St Mary’s principal was a
severe-looking bald man who demonstrated his eccentricity and his modernism
through the medium of Vespas. He rode his scooter everywhere. He travelled even
the short distance from St Joseph’s, where the brothers lived and which was to
be my next college, to St Mary’s by scooter. It was one block away. He put his
helmet on, started the scooter, turned one corner, and he was at work. When I
told him how I had become so expert at upsetting adults, he immediately sat
down so as to bring himself on the same level with me. He spoke to me with an
unfeigned concern about how important it was for me to avoid the man in my
mother’s restaurant. I knew the nameless thing he was warning me against. I had
sensed it, but not felt in any danger.
On sports days many of the St Mary’s
students would walk along Victoria Street to the Melbourne City Baths to go
swimming. One of the younger religious brothers at the school inexplicably
decided to go swimming with us, which required him to be naked in the
changerooms. When this happened, I suspected he was secretly trying to announce
that the brothers were, after all, ordinary men. We thought his arse was too
hairy and were distressed we had to look at it.
In the first years of the 1970s, boys
of my age could see the chaos in Vietnam had been worsening, even as news of
Australia’s decreasing involvement in the war there made no impression on me at
all. No adult ever mentioned or tried to justify to me why Australia was
involved in the fighting. It seemed to have escaped the notice of the adult
world that there were children waiting in the wings of its drama and we had no
idea what we were going to say or do when it was time for us to be pushed into
the spotlight. The matter was urgent because we sensed our bodies were changing
even as the threat of conscription increased. The election of a Labor
government was a relief.
When we were fifteen a classmate and I experimented with the social effects of our own precocious hairiness by going to an R-rated double-bill at the Forum Theatre on the corner of Russell and Flinders Streets in Melbourne. It was the 1973 version of The Wicker Man, followed by something in the vampire-sexploitation genre. The first movie seemed to be about burning Christians. We were disappointed there was not more sex, naked actresses notwithstanding. During the intermission we discovered that our hairy-arsed teacher had also been in the audience with us. He asked us if we liked the movie and we answered in a way that avoided telling him what we really thought, while still pretending to be three years older than we were. I do not think it worked, but he did not seem to mind.
_ _ _ _ _ _ _
# Work instruction
From the memoir passage above, list every building or institution that is called by a proper name.
_ _ _ _ _ _ _
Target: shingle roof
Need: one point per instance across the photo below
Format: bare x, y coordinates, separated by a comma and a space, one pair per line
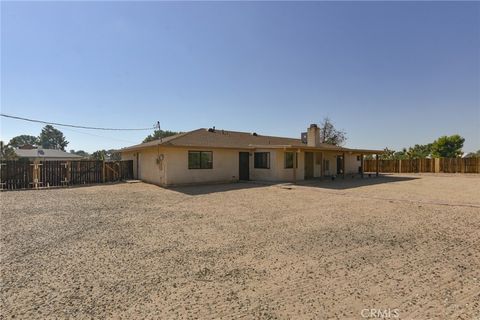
226, 139
45, 153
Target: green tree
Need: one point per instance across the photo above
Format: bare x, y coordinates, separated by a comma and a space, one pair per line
158, 134
19, 141
388, 155
448, 146
7, 152
80, 153
113, 154
331, 135
51, 138
419, 151
99, 155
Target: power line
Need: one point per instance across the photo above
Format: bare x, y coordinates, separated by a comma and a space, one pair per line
80, 127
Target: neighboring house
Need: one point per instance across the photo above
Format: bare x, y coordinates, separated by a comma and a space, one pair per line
46, 154
209, 155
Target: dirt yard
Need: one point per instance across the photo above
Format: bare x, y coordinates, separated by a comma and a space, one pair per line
321, 250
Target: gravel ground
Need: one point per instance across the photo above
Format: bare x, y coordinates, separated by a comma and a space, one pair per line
319, 250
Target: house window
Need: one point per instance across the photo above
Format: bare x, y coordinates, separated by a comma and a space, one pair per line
326, 165
200, 160
289, 160
261, 160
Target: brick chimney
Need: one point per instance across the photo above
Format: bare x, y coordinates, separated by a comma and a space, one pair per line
313, 135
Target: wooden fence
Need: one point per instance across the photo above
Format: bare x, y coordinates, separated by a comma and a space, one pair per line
18, 174
446, 165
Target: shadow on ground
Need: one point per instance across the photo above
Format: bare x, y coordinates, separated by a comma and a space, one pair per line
195, 190
338, 183
348, 182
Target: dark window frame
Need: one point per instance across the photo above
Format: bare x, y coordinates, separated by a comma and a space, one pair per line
285, 160
257, 164
326, 164
201, 165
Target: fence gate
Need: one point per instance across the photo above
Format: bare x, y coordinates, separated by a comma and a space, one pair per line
19, 174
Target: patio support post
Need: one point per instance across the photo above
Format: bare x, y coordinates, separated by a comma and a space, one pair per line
361, 165
295, 166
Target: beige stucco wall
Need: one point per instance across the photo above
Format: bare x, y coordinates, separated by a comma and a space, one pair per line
169, 166
225, 166
149, 169
332, 158
277, 171
351, 163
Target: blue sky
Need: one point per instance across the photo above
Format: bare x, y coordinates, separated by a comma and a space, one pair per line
391, 74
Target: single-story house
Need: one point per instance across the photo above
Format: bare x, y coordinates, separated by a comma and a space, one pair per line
210, 155
46, 154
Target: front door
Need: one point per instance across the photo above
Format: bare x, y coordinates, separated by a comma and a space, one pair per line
244, 166
339, 164
308, 165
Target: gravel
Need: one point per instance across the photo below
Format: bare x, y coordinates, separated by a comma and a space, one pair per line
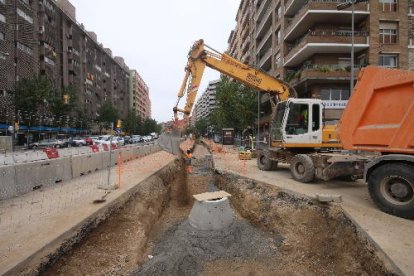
183, 249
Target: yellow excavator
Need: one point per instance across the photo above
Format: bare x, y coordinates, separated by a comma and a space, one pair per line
201, 55
304, 129
300, 136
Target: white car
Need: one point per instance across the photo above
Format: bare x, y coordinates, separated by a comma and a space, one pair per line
106, 140
120, 140
79, 142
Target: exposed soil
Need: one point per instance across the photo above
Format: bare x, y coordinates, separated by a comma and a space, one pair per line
119, 244
274, 232
318, 239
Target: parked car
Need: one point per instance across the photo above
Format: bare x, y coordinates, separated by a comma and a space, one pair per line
119, 140
78, 141
147, 138
127, 140
106, 140
62, 143
94, 138
46, 143
89, 141
137, 139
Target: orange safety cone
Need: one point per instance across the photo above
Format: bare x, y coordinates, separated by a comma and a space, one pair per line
120, 165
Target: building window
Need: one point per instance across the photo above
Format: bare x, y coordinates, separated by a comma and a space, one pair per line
389, 60
343, 62
24, 48
25, 16
49, 61
388, 32
335, 94
389, 5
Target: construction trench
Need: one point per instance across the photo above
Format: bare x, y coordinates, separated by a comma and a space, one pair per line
269, 232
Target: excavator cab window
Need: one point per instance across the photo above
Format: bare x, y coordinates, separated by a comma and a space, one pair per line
276, 130
316, 117
297, 122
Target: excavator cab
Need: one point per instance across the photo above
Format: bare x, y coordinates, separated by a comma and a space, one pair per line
297, 123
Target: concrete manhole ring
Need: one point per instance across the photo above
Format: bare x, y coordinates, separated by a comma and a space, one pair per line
214, 214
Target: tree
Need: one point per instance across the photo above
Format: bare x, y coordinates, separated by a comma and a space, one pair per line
201, 126
236, 105
108, 114
64, 104
149, 125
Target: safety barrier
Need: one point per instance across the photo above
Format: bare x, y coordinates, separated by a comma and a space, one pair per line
87, 163
7, 182
94, 148
51, 153
19, 178
31, 176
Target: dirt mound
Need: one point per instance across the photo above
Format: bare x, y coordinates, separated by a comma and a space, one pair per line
184, 250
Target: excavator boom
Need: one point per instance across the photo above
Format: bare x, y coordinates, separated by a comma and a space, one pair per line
201, 55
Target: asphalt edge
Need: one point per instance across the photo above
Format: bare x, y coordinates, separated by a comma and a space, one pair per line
362, 235
37, 261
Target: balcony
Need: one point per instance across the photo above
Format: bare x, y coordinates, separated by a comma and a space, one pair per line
263, 8
325, 43
265, 59
265, 24
320, 11
245, 45
265, 40
246, 57
321, 73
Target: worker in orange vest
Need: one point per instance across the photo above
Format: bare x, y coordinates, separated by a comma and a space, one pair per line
188, 157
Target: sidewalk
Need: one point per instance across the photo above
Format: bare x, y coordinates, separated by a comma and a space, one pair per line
393, 235
35, 224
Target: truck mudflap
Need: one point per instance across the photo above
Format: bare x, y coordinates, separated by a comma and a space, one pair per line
330, 166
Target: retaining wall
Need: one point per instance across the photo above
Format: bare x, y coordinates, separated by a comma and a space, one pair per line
22, 178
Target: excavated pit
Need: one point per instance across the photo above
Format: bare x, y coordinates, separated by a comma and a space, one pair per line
273, 233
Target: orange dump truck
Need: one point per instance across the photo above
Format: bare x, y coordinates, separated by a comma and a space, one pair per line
379, 117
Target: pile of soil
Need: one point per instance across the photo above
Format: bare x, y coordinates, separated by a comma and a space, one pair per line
184, 250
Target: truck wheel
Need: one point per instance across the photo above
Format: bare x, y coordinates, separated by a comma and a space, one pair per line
264, 163
391, 187
302, 168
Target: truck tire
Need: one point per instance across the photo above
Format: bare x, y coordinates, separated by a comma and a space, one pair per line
391, 187
264, 163
302, 168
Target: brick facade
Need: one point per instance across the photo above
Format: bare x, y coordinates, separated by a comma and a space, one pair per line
285, 31
51, 42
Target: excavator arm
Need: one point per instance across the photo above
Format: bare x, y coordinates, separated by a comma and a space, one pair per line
201, 55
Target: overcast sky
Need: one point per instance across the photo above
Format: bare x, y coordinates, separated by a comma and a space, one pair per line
154, 38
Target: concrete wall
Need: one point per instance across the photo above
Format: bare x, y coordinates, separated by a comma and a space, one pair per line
22, 178
6, 143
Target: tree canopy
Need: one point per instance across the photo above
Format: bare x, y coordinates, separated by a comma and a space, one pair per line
236, 106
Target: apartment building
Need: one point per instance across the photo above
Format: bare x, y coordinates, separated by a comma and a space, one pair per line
139, 95
308, 44
50, 42
207, 102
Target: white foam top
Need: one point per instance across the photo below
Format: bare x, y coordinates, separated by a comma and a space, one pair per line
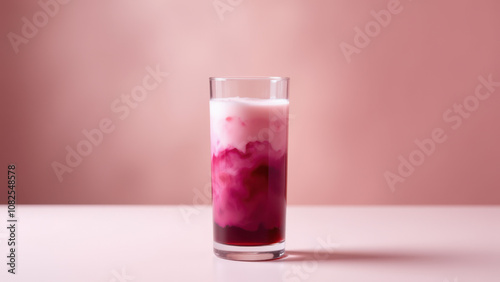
_ _ _ _ _ _ _
# Task output
St Mary's, St Joseph's, the Melbourne City Baths, the Forum Theatre